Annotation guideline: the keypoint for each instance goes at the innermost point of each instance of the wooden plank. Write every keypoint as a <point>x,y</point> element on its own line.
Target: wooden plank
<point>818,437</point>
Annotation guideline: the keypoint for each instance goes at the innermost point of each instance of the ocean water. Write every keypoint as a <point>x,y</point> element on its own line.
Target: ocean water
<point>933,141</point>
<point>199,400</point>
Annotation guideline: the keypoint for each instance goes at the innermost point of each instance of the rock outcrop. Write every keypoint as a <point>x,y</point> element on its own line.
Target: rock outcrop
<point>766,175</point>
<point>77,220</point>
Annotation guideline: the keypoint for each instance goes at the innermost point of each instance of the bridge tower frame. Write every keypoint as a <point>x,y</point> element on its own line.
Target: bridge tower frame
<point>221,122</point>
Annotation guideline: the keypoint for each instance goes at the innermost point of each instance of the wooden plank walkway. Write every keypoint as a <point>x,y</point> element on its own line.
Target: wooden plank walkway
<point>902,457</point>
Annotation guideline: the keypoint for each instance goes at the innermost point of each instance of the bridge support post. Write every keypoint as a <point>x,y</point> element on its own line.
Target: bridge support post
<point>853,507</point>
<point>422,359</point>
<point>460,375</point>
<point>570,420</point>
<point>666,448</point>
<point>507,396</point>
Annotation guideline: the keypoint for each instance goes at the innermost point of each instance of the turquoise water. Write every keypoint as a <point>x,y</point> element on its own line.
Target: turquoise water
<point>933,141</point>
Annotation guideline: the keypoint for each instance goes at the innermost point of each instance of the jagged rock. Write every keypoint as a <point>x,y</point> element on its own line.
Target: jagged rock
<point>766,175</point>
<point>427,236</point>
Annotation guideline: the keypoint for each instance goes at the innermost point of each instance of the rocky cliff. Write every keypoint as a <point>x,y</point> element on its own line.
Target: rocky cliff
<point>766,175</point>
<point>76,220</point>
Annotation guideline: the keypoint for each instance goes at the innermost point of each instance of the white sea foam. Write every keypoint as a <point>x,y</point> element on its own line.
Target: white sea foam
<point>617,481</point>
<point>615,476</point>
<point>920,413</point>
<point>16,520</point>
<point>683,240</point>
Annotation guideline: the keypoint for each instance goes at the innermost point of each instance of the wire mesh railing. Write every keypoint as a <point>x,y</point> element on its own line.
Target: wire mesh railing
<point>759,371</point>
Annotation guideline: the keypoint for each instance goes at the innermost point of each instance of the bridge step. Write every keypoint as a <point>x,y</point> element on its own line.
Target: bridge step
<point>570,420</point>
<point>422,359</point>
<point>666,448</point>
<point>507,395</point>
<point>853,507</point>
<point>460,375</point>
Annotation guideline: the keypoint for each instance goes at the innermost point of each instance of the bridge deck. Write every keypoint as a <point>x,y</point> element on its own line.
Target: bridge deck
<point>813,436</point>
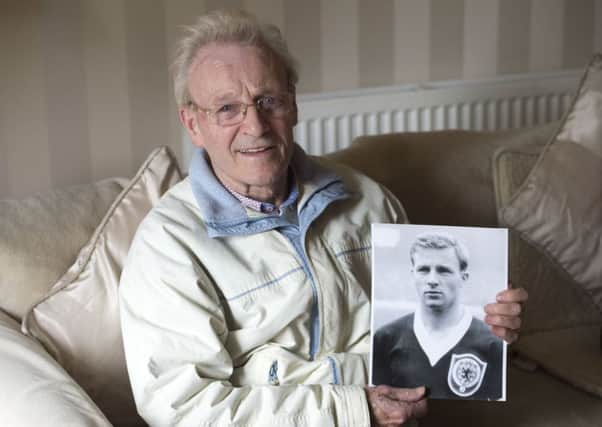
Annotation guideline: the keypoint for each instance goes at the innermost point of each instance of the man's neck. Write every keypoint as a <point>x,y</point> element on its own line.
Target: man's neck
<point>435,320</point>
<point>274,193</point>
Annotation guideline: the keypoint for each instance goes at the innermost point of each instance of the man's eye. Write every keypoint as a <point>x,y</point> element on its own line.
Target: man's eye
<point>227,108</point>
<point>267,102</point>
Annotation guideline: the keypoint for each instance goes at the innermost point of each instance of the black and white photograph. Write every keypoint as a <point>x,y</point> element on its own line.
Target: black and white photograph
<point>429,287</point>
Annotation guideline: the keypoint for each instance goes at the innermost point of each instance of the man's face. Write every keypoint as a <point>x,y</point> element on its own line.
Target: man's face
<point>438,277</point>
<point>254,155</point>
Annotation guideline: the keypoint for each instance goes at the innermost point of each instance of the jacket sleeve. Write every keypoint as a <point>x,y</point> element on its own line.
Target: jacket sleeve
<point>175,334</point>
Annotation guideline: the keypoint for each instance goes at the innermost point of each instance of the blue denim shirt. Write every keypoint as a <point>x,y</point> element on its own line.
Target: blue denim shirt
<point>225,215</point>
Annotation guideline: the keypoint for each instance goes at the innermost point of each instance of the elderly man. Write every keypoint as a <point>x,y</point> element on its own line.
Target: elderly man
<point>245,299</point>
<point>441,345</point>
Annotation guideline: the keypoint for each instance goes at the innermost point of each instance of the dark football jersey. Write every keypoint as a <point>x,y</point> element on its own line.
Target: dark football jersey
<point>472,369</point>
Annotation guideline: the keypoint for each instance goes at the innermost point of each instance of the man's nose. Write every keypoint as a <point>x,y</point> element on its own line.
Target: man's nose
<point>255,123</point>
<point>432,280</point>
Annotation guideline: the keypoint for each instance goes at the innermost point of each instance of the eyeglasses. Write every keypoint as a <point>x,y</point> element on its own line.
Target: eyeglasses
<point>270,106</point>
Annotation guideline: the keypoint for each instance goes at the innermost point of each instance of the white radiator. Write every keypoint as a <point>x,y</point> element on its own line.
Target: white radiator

-----

### Your goal
Write the lines out exactly, from the one with "of the elderly" down to the last line of the listing, and leave out all others.

### Written reply
Annotation guideline: the keypoint for each instance goes at the innermost point of each instance of the elderly man. Write every keypoint as a <point>x,y</point> element on its own line.
Target: elderly man
<point>245,299</point>
<point>441,345</point>
Annotation guideline: the keypoint for each instance goes at the innermost point of each instance of the dark football jersey. Write every keypoint as a <point>x,y</point> element on its own line.
Target: dark football jersey
<point>472,369</point>
Annotation guideline: the keypoint for each instance goes at the innermost point of each instance of the man's nose. Write every keypoint as a <point>x,y</point> element on its own line.
Target: man's nose
<point>255,123</point>
<point>432,280</point>
Annotation guideline: the keypoint for each instance goes at the innermost point of each instance of the eyeglasses. Write every keypoint as a <point>x,y</point> element on its own line.
Target: eyeglasses
<point>270,106</point>
Annotation guideline: the keypoint for each instance goes at the innermost point of each instance of the white radiator. Write every keypoint as a <point>x,y</point> element on its own line.
Target: white radiator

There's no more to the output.